▶ [What to work on]
Please extract each of the items below and reproduce every one word for word, without changing anything.

▶ [Dataset records]
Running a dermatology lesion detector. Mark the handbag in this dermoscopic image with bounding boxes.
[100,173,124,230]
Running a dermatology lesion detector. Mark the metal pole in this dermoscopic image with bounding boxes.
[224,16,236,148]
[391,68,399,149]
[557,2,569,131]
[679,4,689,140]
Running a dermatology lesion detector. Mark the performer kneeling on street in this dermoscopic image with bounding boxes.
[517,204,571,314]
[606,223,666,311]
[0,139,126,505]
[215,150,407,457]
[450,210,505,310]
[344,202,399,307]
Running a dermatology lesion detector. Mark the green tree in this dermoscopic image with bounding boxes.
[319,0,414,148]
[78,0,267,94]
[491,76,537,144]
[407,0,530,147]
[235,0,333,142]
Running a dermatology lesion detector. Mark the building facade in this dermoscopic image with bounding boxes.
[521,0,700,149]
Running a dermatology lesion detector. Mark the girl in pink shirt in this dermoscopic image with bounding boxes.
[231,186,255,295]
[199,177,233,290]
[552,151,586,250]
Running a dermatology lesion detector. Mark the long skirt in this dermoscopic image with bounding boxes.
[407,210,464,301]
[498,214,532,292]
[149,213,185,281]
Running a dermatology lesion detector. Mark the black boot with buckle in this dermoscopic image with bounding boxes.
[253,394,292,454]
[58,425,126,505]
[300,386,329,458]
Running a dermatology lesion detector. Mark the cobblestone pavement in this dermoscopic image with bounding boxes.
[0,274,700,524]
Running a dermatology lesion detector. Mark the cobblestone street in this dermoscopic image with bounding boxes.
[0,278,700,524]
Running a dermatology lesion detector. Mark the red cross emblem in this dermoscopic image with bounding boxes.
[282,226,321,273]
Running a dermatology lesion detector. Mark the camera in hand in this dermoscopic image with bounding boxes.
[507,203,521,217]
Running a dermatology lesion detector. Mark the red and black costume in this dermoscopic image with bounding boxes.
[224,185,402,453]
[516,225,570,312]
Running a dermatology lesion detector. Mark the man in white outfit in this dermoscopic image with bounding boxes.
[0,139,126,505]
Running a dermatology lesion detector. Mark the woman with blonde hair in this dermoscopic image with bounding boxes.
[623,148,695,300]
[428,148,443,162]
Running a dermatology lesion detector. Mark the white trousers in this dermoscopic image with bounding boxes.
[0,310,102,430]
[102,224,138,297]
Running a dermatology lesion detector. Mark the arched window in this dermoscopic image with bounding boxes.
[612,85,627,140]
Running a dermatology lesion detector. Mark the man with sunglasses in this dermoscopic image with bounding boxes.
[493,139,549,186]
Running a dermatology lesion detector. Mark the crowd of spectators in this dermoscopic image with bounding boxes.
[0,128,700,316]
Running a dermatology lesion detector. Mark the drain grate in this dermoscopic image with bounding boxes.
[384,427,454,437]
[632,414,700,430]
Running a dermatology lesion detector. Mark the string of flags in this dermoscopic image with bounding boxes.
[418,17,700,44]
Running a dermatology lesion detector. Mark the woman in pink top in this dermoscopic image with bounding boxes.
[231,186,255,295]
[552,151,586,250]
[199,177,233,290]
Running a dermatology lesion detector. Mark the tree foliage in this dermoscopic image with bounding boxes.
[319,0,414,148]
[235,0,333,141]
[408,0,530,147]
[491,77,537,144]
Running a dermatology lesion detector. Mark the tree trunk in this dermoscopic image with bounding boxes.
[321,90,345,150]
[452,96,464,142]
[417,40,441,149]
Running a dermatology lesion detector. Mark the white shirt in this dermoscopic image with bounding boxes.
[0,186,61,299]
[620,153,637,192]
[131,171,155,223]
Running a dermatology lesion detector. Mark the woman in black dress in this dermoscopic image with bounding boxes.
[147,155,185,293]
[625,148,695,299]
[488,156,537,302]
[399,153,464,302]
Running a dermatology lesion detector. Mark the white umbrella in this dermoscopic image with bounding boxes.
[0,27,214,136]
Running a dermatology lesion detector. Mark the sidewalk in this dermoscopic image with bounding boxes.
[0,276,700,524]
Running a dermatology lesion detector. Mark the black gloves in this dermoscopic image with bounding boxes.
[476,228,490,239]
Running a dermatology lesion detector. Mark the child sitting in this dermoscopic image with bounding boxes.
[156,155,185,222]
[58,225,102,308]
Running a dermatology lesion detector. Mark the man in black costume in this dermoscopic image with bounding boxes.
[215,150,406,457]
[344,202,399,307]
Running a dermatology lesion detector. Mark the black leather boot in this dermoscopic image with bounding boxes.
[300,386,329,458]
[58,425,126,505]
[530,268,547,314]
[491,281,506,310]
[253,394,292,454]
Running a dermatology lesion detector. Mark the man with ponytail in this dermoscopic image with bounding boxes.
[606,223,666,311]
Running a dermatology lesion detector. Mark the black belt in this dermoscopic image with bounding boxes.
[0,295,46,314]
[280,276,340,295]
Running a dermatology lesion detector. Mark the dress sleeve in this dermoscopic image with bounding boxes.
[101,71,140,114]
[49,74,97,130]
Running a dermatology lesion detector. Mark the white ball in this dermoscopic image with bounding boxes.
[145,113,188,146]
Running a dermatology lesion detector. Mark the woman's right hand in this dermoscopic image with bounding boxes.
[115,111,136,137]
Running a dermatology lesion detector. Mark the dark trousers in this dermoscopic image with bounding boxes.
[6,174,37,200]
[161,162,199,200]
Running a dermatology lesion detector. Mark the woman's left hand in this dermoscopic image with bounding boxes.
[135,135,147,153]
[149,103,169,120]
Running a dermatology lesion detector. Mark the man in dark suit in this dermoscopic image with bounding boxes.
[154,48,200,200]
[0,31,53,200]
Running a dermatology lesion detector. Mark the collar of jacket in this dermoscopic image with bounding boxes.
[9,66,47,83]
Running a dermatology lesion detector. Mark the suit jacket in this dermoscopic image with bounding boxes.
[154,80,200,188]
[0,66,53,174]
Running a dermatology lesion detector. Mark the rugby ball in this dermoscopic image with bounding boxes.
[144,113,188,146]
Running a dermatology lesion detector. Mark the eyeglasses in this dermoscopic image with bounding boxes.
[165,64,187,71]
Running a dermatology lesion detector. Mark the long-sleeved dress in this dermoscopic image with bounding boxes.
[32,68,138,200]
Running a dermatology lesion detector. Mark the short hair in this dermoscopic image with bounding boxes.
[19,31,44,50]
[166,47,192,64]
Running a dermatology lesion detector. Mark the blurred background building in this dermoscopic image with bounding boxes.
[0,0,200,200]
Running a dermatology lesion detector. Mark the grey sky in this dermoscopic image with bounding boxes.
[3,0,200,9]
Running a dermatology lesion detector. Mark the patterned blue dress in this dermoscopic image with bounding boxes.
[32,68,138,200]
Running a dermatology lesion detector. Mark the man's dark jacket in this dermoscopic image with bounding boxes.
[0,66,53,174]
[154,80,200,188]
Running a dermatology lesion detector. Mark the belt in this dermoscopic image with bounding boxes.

▶ [Answer to this task]
Running a dermatology lesion detector. Mark the handbag in this dermoscopic image with bounding boxes.
[100,173,124,230]
Running a dermatology lesion detector. Mark the metal pole in this dermoscopic image with bounding boxes.
[224,16,236,148]
[391,68,399,149]
[557,2,569,131]
[679,4,689,140]
Running a dermatology lesion detector. Mark the performer kneeling on street in this dermoscopic image with bounding boxes.
[517,204,571,314]
[606,223,666,311]
[0,139,126,505]
[215,150,407,457]
[450,210,505,310]
[344,202,399,307]
Running a dermatology lesion detector. Mark the green tree in this dermoscopic image with bounding boxes.
[319,0,414,148]
[78,0,267,94]
[491,76,537,144]
[407,0,530,147]
[235,0,333,142]
Running a dermatology lesion detector. Mark the building facade in this dermoscopic image with bounding boxes.
[521,0,700,149]
Running a dermatology lesion detector. Mark the girl in pink shirt in this dermoscopic image with bounding boxes.
[231,186,255,295]
[199,177,233,290]
[552,151,586,250]
Running a dermatology lesion detector. Mark the long skirt in this dermoscopic image with bounding boxes.
[407,210,464,301]
[498,214,532,292]
[149,213,185,281]
Running a dermatology lesion detector. Mark the black boot with buckle in this dermoscopic image with bounding boxes.
[253,394,292,454]
[58,425,126,505]
[300,386,329,458]
Running a dermatology lesion detector. Mark the cobblestone pavement in this dermoscopic image with bounding boxes.
[0,274,700,524]
Running a dermatology lesion detector. Mark the cobblestone street in this dermoscopic image with bounding boxes.
[0,278,700,524]
Running a dermatology lesion detector. Mark the red cross emblem in this dermoscopic image with bounding boxes.
[282,226,321,273]
Running a dermatology lesion detector. Mark the camera in hand in this dermoscopic image with bounding boxes.
[507,203,521,217]
Running a dermatology lesion detector. Mark the red and black costume in this dermoscopic image with bounding boxes.
[224,185,402,453]
[516,225,570,312]
Running a dermatology lesion detector. Mark the man in white outfit in this dermoscopic image with bounding boxes.
[0,139,126,505]
Running a dermatology lesion detector. Mark the woman with blonde hair in this dermoscopic image with bounding boxes.
[623,148,695,300]
[428,148,443,162]
Running a dermatology lesion detector. Mark the white trousers in this dermoscopic image with bounding boxes.
[0,310,102,430]
[102,224,138,297]
Running a dermatology lesion detector. Mark the arched window in this dermoscopic image with bounding boxes.
[612,85,627,140]
Running a dermatology lesion detector. Mark the man with sunglasses in this dermoscopic image with bounding boxes.
[493,139,549,186]
Running a dermatology lesion detector. Mark the crowd of spectators in this dermoscopic image with bounding boxes.
[0,128,700,316]
Running a dermatology lesion detector. Mark the drain grate in this dermoscopic image with bounding boxes.
[384,427,454,437]
[632,414,700,430]
Running a dermatology lesion detector. Mark the string of flags in this dermoscopic image with bounding boxes.
[418,17,700,44]
Running a dermatology lesion detector. Mark the woman in pink top in this dermoscopic image with bounding boxes.
[231,186,255,295]
[552,151,586,250]
[199,177,233,290]
Running a dermatology lesion detector. Mark the tree foliage in this dermoscopic image with bounding boxes.
[319,0,414,148]
[235,0,333,141]
[408,0,530,147]
[491,77,537,144]
Running a dermatology lesion detector. Mark the tree trunk in this dermoscopic image with bounding boxes.
[321,90,345,150]
[452,96,464,142]
[417,40,441,149]
Running a dermatology lesion detector. Mark the white shirt in this dermoscopic image with bounding boxes.
[0,186,61,299]
[620,153,637,192]
[131,171,155,223]
Running a dermatology lesion detector. Mark the woman in black dress in this dermoscopic image with bounding boxes.
[147,155,185,293]
[625,148,695,299]
[488,156,537,302]
[399,153,464,302]
Running a dermatology lesion detector. Mark the white umbrella in this dermoscopic image with bounding boxes.
[0,27,214,136]
Running a dermatology lesion detector. Mark the sidewalk in this dermoscopic image with bounding boxes.
[0,276,700,524]
Running a dermatology lesion detector. Mark the black gloves in this dermoscopic image with bounding boxes.
[476,228,490,239]
Running a dermatology lesion detector. Mark the child sitting in this dermoscopic image with bounding boxes.
[156,155,185,222]
[58,225,102,308]
Running a dermatology lesion detector. Mark the man in black costume in this dermoscopic image with bounding boxes.
[215,150,406,457]
[344,202,399,307]
Running a dermatology lesion detector. Mark the black leather boot in this dermoscopic image with bounding boxes.
[300,386,329,458]
[58,425,126,505]
[530,268,547,314]
[491,281,506,310]
[253,394,292,454]
Running a dermatology lesion detector. Mark the man with ponytail in this dermoscopic image with bounding boxes.
[606,223,666,311]
Running a dermatology lesion detector. Mark the black belt in this dermoscopic image with bounding boxes.
[0,295,46,314]
[280,276,340,295]
Running a dermatology lesion detector. Mark the dress sleeve in this dermoscopic image with bounding boxes.
[101,71,140,114]
[49,74,97,130]
Running a dermatology lesion detector. Mark the white ball in this dermoscopic image with bounding boxes.
[145,113,188,146]
Running a dermatology lesion detector. Mark the woman's right hand in this dermoscopic image with bounding boxes.
[115,111,136,137]
Running a dermatology lesion detector. Mark the dark trousers in this dermoscopic image with bounding boxes.
[6,174,37,200]
[161,162,199,200]
Running a dermatology lesion detector. Mark the woman's left hand in this dermoscopic image with bounding boxes.
[135,135,147,153]
[149,103,169,120]
Running a dermatology lesion detector. Mark the man in dark suit in this dermoscopic image with bounding boxes.
[154,48,200,200]
[0,31,53,200]
Running a dermatology lesion detector. Mark the collar of jacket in this dermoscopic image with bounding boxes.
[9,66,47,83]
Running a dermatology lesion detector. Mark the suit jacket in this dermoscopic image with bounding boxes.
[154,80,200,188]
[0,66,53,174]
Running a dermatology lesion detector. Mark the rugby ball in this dermoscopic image with bounding boxes.
[144,113,188,146]
Running a dermatology lesion detector. Mark the eyeglasses in this dermoscopic image with bounding boxes.
[165,64,187,71]
Running a dermatology lesion detector. Mark the long-sleeved dress in this dermoscopic image with bounding boxes.
[32,68,138,200]
Running a dermatology lesion detector. Mark the short hair in this dermoscopic image with bounding boxes.
[19,31,44,50]
[166,47,192,64]
Running a dermatology lesion detector. Mark the blurred background building in this dermoscopic image with bounding boxes.
[0,0,200,200]
Running a dermatology lesion detector. Mark the grey sky in this dermoscopic image with bounding boxes.
[3,0,200,9]
Running a dermatology lesion detector. Mark the patterned blue dress in this dermoscopic image with bounding boxes.
[32,68,138,200]
Running a dermatology lesion detector. Mark the man's dark jacket in this dermoscopic image with bounding boxes.
[0,66,53,174]
[154,80,200,188]
Running a dermatology lesion detector. Mark the belt in this dermoscopic image with bounding boxes.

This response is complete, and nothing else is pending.